◆ GIVEN TEXT:

ARUN RATH, HOST:
Nepal is still reeling from the devastation inflicted by yesterday's 7.8-magnitude earthquake. More than 2,500 people are dead, and there are fears that number will rise. Thousands more are in need of shelter, food and medical aid. Donatella Lorch is a freelance reporter and lives in Nepal's capital, Kathmandu. She says powerful aftershocks are still being felt, including one earlier that measured 6.7. Bad weather is making the miserable conditions even worse.
DONATELLA LORCH: Most people are out on the streets because they're terrified of going to their houses. There's thunder. I don't know if you can hear it on the radio. Outside, it's pouring. So everyone is out on the streets or in the field. It's a very grim sight.
RATH: Donatella, tell us about where you are right now. Are you in Kathmandu, and can you describe the scene?
LORCH: I'm in Kathmandu, in our gardens outside our house. We live in the southern - in the far southern suburb, which I specifically chose because it was on a ridge away from the dense concentration in Kathmandu, which I thought would help if ever I was around for an earthquake.
RATH: How well are than the Nepali authorities organized to deal with the needs of this earthquake?
LORCH: Oh, they aren't, but that's the great thing about the Nepali people - is that they are so self-sufficient because they know that they survive and thrive not because of their government, but in spite of their government. Basically, the day today - and I was walking down the street from my house yesterday, and we met all these people who are camping out on the side of the road. And they said, do you have water? Do you have food? You're more than welcome to share ours.
RATH: There have been pledges for aid - for international aid coming from the U.S., from India, other countries. But we also understand there have been problems with the airport re-opening - things like that. When do you think the aid - the foreign aid can get in?
LORCH: Well, the airport's open.
RATH: OK.

◆ DATA PROVIDED:
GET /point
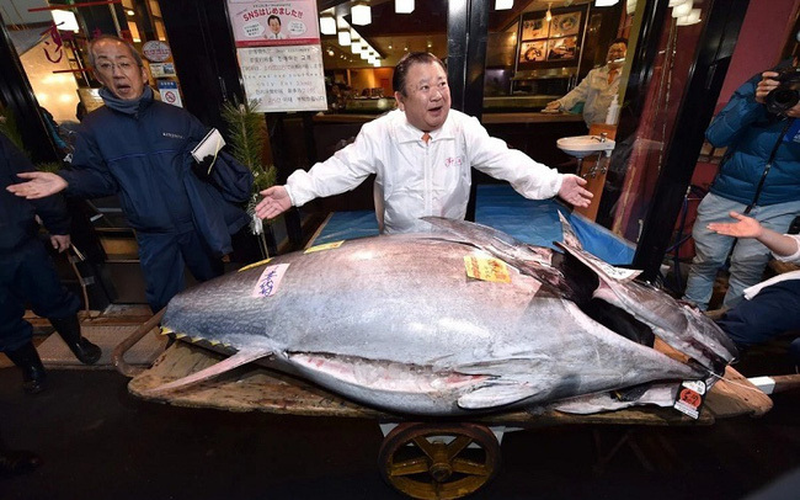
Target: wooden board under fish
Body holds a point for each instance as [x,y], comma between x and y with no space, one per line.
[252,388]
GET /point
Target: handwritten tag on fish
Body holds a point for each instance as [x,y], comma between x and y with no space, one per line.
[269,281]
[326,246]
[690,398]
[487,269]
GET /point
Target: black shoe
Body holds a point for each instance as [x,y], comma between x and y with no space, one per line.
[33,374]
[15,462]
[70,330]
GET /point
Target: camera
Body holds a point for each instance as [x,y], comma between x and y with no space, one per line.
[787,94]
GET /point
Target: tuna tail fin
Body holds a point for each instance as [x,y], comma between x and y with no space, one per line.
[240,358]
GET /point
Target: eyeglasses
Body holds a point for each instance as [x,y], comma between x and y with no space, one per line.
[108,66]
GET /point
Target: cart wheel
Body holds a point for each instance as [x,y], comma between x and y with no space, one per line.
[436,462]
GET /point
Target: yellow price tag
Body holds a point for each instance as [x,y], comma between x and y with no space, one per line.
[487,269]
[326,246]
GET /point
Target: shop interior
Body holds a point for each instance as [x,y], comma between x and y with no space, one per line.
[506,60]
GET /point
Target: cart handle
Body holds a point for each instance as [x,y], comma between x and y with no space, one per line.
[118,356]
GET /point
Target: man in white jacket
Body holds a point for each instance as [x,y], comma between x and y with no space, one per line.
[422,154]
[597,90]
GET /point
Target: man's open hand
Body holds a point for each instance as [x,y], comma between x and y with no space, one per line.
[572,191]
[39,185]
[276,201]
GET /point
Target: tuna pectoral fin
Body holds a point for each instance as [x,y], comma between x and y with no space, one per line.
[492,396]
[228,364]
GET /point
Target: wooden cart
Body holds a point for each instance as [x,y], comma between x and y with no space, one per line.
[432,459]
* * *
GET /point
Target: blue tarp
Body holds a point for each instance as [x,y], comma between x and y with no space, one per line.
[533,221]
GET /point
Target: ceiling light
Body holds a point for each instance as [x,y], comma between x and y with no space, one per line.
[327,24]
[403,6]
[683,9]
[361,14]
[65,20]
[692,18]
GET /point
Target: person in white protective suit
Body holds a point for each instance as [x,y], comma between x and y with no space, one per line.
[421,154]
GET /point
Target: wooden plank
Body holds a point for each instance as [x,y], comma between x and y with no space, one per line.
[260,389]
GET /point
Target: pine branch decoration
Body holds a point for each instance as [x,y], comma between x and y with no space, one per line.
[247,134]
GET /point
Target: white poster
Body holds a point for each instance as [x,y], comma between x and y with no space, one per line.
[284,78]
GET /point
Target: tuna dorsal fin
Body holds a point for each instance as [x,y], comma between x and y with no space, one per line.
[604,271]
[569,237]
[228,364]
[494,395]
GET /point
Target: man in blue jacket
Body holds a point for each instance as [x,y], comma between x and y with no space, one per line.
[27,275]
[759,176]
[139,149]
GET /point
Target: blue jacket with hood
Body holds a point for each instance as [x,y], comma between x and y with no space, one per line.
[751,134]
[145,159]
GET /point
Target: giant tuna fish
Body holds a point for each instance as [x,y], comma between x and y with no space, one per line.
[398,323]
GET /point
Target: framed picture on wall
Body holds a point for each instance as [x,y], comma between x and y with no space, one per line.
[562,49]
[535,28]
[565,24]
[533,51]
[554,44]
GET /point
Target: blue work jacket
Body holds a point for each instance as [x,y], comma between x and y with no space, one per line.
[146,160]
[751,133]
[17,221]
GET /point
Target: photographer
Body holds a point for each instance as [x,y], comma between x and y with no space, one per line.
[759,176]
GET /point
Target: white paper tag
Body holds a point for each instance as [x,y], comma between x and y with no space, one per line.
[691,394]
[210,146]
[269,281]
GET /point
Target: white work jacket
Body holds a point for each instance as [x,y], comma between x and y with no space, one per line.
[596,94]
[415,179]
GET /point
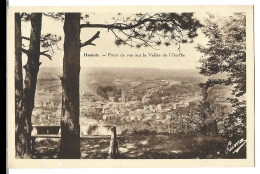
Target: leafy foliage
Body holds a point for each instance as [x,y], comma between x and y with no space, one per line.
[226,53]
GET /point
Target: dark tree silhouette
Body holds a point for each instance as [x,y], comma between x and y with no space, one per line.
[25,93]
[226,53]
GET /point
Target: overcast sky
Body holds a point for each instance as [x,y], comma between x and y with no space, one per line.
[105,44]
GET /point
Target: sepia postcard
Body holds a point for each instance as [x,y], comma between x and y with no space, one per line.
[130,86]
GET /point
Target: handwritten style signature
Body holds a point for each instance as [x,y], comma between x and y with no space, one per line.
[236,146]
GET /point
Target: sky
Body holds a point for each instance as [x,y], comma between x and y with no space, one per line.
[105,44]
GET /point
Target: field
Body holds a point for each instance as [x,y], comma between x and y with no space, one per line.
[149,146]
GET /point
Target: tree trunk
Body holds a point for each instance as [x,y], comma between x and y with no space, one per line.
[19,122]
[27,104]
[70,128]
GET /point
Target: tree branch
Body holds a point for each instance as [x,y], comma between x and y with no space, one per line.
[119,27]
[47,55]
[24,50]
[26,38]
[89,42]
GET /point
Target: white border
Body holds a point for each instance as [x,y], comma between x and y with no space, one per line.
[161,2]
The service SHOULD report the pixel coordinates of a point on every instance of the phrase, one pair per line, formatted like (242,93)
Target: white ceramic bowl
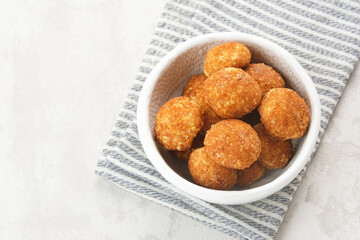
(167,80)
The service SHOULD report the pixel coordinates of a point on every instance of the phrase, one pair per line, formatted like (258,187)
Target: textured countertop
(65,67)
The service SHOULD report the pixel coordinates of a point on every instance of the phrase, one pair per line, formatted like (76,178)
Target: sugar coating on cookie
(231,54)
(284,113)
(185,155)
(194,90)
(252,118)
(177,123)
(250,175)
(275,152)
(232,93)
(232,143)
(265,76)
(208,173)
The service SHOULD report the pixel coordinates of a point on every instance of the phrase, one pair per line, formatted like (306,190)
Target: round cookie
* * *
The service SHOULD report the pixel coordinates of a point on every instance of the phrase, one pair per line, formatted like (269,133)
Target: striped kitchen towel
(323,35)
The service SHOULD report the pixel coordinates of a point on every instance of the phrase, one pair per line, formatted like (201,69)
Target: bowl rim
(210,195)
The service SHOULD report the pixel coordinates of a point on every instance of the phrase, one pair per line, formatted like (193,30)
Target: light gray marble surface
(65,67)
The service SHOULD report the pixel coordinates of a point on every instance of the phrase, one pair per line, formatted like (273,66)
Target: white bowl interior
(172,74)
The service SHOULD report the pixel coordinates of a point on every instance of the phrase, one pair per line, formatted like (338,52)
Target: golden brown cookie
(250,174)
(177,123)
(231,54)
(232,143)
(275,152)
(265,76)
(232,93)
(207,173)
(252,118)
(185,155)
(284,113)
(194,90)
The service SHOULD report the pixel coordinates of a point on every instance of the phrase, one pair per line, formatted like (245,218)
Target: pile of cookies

◆ WHAT THE TASK REQUIRES:
List every country and city named in the Nepal earthquake transcript.

◆ WRITTEN REPLY:
- Nepal
- Kathmandu
- the U.S.
- India